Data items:
▼
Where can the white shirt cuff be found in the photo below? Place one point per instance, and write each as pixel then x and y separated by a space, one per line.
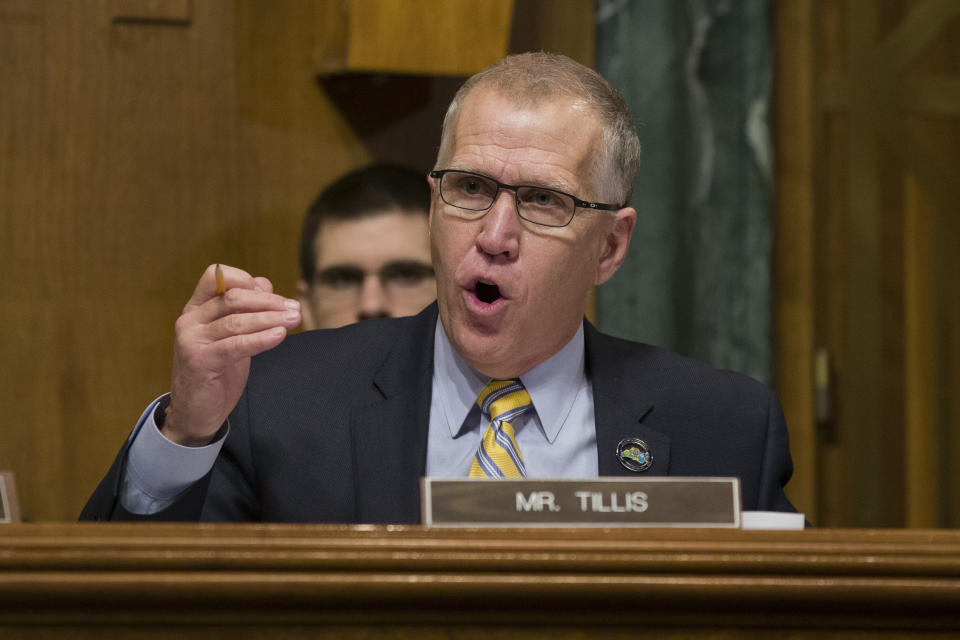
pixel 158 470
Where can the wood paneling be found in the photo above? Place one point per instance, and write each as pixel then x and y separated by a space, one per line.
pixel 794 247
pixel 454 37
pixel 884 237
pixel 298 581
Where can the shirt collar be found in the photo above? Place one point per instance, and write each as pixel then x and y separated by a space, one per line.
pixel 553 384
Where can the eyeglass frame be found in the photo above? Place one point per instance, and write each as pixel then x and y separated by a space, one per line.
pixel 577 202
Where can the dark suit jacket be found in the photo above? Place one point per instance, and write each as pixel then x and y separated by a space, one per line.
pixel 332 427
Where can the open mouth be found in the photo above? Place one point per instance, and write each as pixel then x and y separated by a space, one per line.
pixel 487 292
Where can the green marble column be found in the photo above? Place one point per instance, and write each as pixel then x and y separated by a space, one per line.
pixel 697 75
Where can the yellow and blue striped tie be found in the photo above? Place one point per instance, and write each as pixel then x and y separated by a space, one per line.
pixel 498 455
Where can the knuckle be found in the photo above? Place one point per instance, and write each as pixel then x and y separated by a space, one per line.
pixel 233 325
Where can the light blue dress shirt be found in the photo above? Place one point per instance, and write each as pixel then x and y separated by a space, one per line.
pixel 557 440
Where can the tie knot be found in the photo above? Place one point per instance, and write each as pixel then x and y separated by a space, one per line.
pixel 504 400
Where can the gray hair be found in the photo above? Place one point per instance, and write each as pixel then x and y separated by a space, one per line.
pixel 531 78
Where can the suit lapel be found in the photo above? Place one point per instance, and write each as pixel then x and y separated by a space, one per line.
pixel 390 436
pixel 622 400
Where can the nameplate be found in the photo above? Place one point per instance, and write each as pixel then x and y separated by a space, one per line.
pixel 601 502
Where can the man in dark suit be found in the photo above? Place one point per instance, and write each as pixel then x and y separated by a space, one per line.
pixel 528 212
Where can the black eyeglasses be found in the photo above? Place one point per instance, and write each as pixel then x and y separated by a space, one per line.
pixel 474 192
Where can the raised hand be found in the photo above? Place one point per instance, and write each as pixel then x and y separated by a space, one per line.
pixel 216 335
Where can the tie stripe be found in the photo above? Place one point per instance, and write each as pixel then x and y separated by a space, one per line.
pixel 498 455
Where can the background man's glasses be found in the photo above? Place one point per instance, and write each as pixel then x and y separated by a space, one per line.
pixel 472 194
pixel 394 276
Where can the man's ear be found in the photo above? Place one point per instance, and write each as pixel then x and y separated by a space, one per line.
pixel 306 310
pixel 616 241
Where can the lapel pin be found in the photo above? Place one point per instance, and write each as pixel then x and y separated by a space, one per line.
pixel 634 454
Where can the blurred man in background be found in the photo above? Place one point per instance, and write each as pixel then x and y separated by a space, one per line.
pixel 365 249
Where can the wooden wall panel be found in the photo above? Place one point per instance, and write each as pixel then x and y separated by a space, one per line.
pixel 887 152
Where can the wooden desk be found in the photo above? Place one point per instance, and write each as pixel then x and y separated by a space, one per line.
▲
> [To be done]
Reproduce the entire listing above word for word, leaving out the pictures.

> [Response to this exercise]
Where can the white shirt cuff be found in the photo below? Place one point per instance, and write each as pixel then x and y separated by a space, one per line.
pixel 158 470
Where can the wood paneling be found in the photo above? Place one point per instance, and write each as pixel then x and y separated by a space, one per line.
pixel 794 247
pixel 454 37
pixel 884 237
pixel 298 581
Where can the shirt collar be found in the photo above? Place one point per instance, and write each as pixel then x and y separated by a space, one per line.
pixel 553 384
Where can the eyeglass frame be found in the photo above? Place one point per instance, and write each as pixel then x and y separated by a space, one per line.
pixel 577 202
Where can the dark suit jacket be found in the photo above? Place one point per instance, and write each as pixel then x and y separated by a space, one per line.
pixel 332 427
Where can the open mouth be found in the photo above? Place one point per instance, and write each as pixel then x and y separated by a space, one per line.
pixel 487 292
Where can the green marble column be found in the photo above? Place one point per instance, and write each as pixel then x and y separated by a space, one per line.
pixel 697 75
Where can the yellow and blue striped tie be found in the photo above? Place one point per instance, and write each as pixel then x and y separated by a space, one per line.
pixel 498 455
Where can the knuckle be found in the photo above? Place one point per instance, and write each as pixel then x and y separated by a space, one per line.
pixel 233 325
Where can the light blue dress shirt be found in the photo above? Place one point per instance, and write each as pixel then x and y separated by a space, one per line.
pixel 557 440
Where can the tie knot be found in the photo above? Place one point per instance, and write each as pixel then x and y separated by a space, one per line.
pixel 504 400
Where can the gray hair be found in the photo above? Place one point per instance, and write each as pixel then x and y separated by a space, one per line.
pixel 531 78
Where can the suit lapel be found in the photo above? Place one point per instance, and write each as pixel then x and y separated by a space, one per line.
pixel 390 436
pixel 622 400
Where can the nameplate be found in the photo above? Place one point per instance, and write each as pixel then x and y separated by a space, one per line.
pixel 601 502
Where can the man in dark suit be found in the photo above? Place one point per instance, and write each as pixel then x and y separated by a space, one per line.
pixel 528 212
Where can the black eyeglasses be found in the photo above? Place one point per instance, and write each as pixel then x and y separated by a space, one per line.
pixel 474 192
Where can the raised hand be found in the photo above? Place one point per instance, and write each as pixel then x and y separated by a space, one per line.
pixel 216 335
Where can the tie stripe be found in the photo above? Place one point per instance, and write each as pixel then x and y separated by a space, one per line.
pixel 498 455
Where can the background man's glasses be found in the photo above? Place one point per instance, and write each as pixel then x and y separated by a space, one per line.
pixel 472 194
pixel 394 276
Where can the man's ear be found in the photo above? Place one point per instance, and write each as pixel then x and y separated by a space, one per line.
pixel 306 310
pixel 616 241
Where can the lapel pin be found in the photo above? Place one point per instance, and write each as pixel then x and y separated by a space, one per line.
pixel 634 454
Where can the blurred man in background be found in the photo above? Place one point per instance, and write each as pixel then x and y separated by a space, one per line.
pixel 365 249
Where can the wooden wall panel be found in the photo above? Place one point per instance, and write each as pixel then x and y separated by a space, one per line.
pixel 887 152
Where can the wooden desk be found in the photo above? Place one point per instance, and write each as pixel then x and y separated by a space, one per line.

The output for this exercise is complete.